= ASSIGNED TASK 1 =
Summarize the AbbVie article below in two sentences.
= ASSIGNED TASK 2 =
Write the next part of the AbbVie article, picking up right after its final sentence.

= SOURCE EXTRACT =
────

Humira is really raking it in for AbbVie (NYSE: ABBV ) , but the good times will likely take a turn for the worse when the biologic goes off patent in a few years. For reasons I explained recently, Humira sales are more likely to slide down a bunny slope than fall off a patent cliff. Still, this revenue must be replaced somehow.
Trojan horses for cancer
Abbvie has extended its reach into targeted cancer treatments with antibody-drug conjugates (ADCs). These are monoclonal antibodies (MABs) that carry cell-destroying agents specifically to tumor cells. Instead of the carpet-bombing techniques used by standard chemotherapies, ADCs hang on to their toxic payload until they enter cancerous cells. In theory, patients should benefit from smaller, more effective infusions of toxic compounds.
Riskless in Seattle
Entirely content to take on the financial risk of developing a smaller biotech's compounds, AbbVie is leapfrogging into this interesting field of cancer therapies with ADC pioneers Seattle Genetics (NASDAQ: SGEN ) .

────

= COLLECTED MATERIAL =
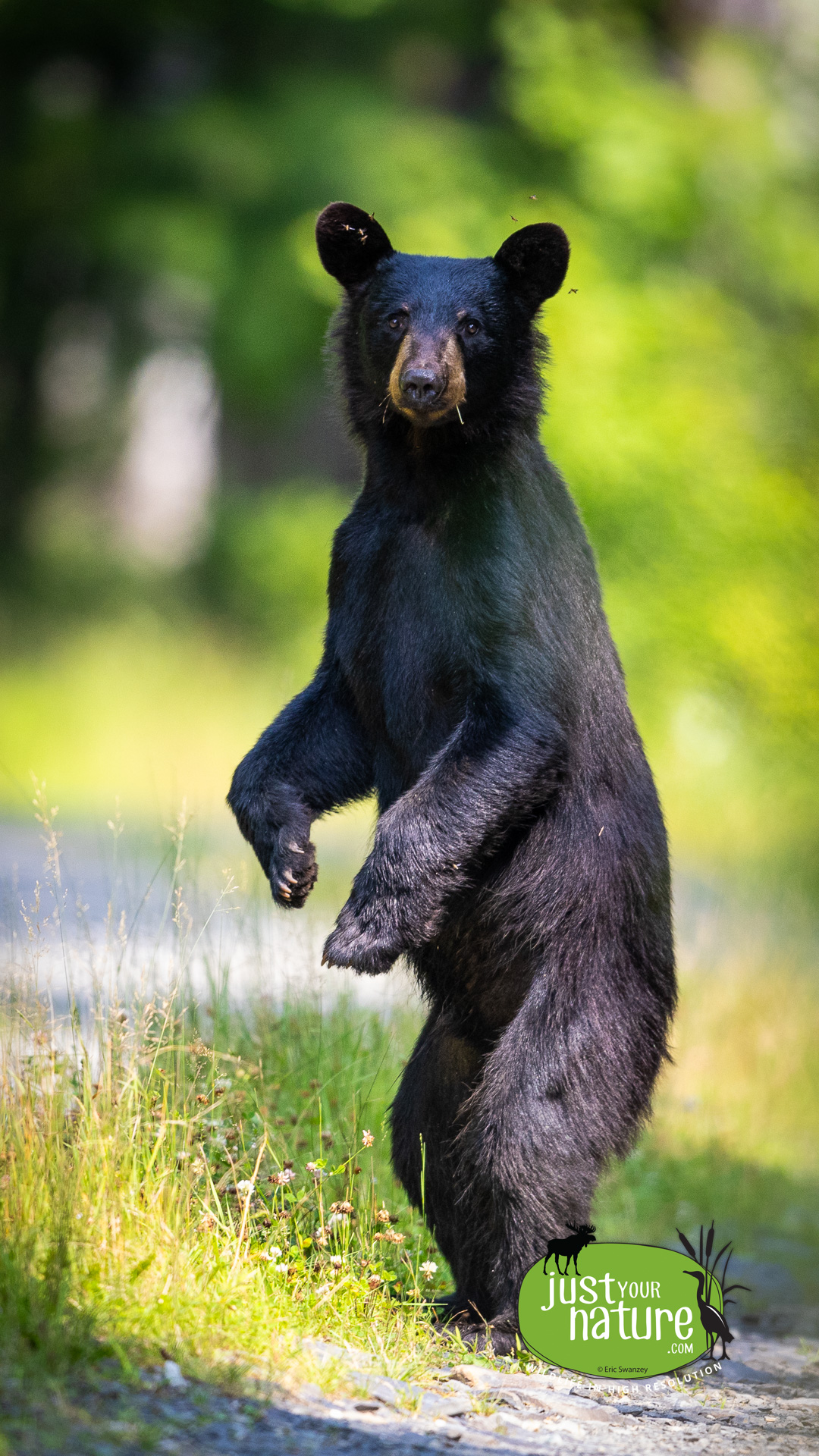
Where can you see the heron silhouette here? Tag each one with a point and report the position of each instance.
(714, 1323)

────

= YOUR RESPONSE 1 =
Humira brings AbbVie large revenues but will lose patent protection in a few years, so even if its sales decline gradually rather than collapse, that income has to be replaced. AbbVie has moved into antibody-drug conjugates, which carry cell-destroying agents specifically into tumor cells, and it is entering the field with Seattle Genetics while taking on the financial risk of developing that smaller company's compounds.

= YOUR RESPONSE 2 =
AbbVie expanded its partnership to include access to two proprietary technologies of Seattle Genetics: both pyrrolobenzadiazepine (PBD) dimer ADC and EC-mAb site-specific conjugation technologies. AbbVie paid $25 million upfront to use the technologies and will remain responsible for paying all the bills. Seattle Genetics also stands to earn up to $255 million in milestone payments and license fees, plus a percentage of any worldwide sales resulting from the partnership.
This is a huge win for both companies. AbbVie gets ahead in ADC technology fast. Seattle Genetics will turn either a small or large profit without further financial risk.